Posture paternaliste privilégiée
On a préféré faire une lecture biomédicale de la pandémie, plutôt qu’une lecture sociale ou politique. Le simple fait d’être en vie est dès lors plus important que le riche accomplissement d’une vie. Didier Fassin parle sur ce point de la prééminence de la valeur de la vie humaine comme fait «physique et biologique» sur la valeur de la vie humaine comme fait «social et politique».
Le choix d’appliquer une grille de lecture biomédicale limite notre capacité à appréhender la pandémie du Covid-19 et la gestion de la crise dans leurs dimensions sociales, dans leurs vécus par chacun et dans leurs conséquences inégales ou injustes selon la position des personnes. Les mesures d’interdiction des visites aux personnes âgées en Ehpad en sont une illustration de cette grille de lecture.
Dans la réponse à la pandémie, c’est une posture injonctive et paternaliste de la santé publique qui a été privilégiée, aux dépens des droits des personnes et de leurs autonomies. Cette posture se concrétise souvent par des interventions qui mêlent la culpabilisation d’un public cible et la prise de mesures contraignantes.
Voici plus de vingt ans, Jonathan Mann, en référence à la pandémie mondiale de sida, soulignait le caractère indissociable des pratiques de santé publique et de l’action pour la défense des droits de la personne. La santé publique visant «par définition» le bien de la population, il peut être en effet «tentant» de restreindre la liberté d’action d’une personne en le justifiant par la recherche de son bien-être. Certains auteurs ont utilisé le terme de «paternalisme» pour caractériser ces situations.
A lire aussi
Il ne s’agit pas ici d’opposer les droits de la personne et la protection de la collectivité. Dans certaines situations, les atteintes aux droits et libertés par l’Etat peuvent, bien sûr, être justifiées à condition, toutefois, d’être adéquates, nécessaires et proportionnées. Mais, face à la multiplication des injonctions faites aux personnes quant aux bons comportements à observer conduisant à une forme de gouvernance de la vie, il paraît essentiel de plaider en faveur de démarches permettant de renforcer la capacité d’agir et l’autonomie des personnes et des collectifs.
Levier d’une solidarité renforcée
La démocratie en santé permet d’associer l’ensemble des acteurs du système de santé à l’élaboration et à la mise en œuvre de la politique de santé. Ces acteurs détiennent une expertise d’usage vis-à-vis des mesures envisagées ou mises en œuvre dans le cadre des politiques de santé. Une démocratie en santé mobilisée, aux différents niveaux territoriaux, est la garante d’une capacité d’action aux niveaux individuel et populationnel. Elle est le levier d’un «agir ensemble» et d’une solidarité renforcée. Elle est la condition indispensable de décisions efficaces, efficientes et éthiques, y compris (et peut être plus encore) en situation de crise sanitaire.
■ ■ ■
### Consigne
Recopiez le passage de l'extrait sur la pandémie compris entre « Posture paternaliste privilégiée » et « grille de lecture. » en y substituant « sanitaire » à « biomédicale ».

### Données sources
■ ■ ■
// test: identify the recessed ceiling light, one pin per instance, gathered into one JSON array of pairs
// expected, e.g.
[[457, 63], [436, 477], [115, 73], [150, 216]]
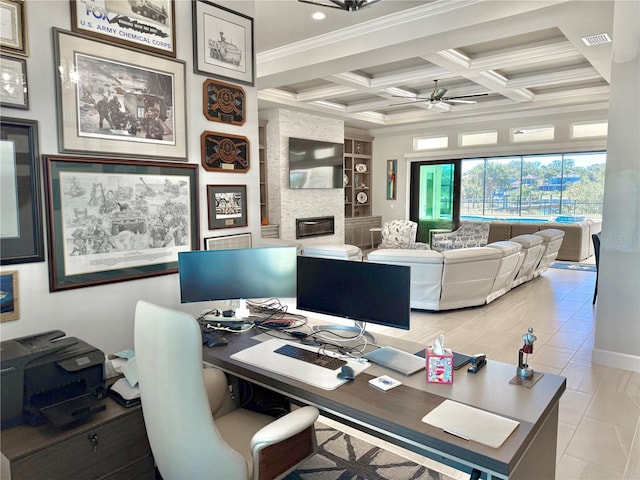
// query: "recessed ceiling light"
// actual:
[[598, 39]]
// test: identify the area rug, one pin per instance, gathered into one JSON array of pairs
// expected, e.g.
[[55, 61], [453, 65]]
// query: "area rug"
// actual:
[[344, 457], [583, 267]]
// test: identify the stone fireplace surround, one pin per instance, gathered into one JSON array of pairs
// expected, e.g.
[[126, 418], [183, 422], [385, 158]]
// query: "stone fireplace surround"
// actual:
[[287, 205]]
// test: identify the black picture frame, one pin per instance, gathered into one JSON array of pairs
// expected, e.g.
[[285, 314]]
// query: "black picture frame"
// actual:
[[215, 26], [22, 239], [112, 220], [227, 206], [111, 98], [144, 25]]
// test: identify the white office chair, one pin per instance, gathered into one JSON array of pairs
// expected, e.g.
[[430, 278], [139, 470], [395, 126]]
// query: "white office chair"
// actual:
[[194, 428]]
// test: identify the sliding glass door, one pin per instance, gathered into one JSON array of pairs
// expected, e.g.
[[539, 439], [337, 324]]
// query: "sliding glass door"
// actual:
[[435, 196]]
■ ■ ■
### Réponse
Posture paternaliste privilégiée
On a préféré faire une lecture sanitaire de la pandémie, plutôt qu’une lecture sociale ou politique. Le simple fait d’être en vie est dès lors plus important que le riche accomplissement d’une vie. Didier Fassin parle sur ce point de la prééminence de la valeur de la vie humaine comme fait «physique et biologique» sur la valeur de la vie humaine comme fait «social et politique».
Le choix d’appliquer une grille de lecture sanitaire limite notre capacité à appréhender la pandémie du Covid-19 et la gestion de la crise dans leurs dimensions sociales, dans leurs vécus par chacun et dans leurs conséquences inégales ou injustes selon la position des personnes. Les mesures d’interdiction des visites aux personnes âgées en Ehpad en sont une illustration de cette grille de lecture.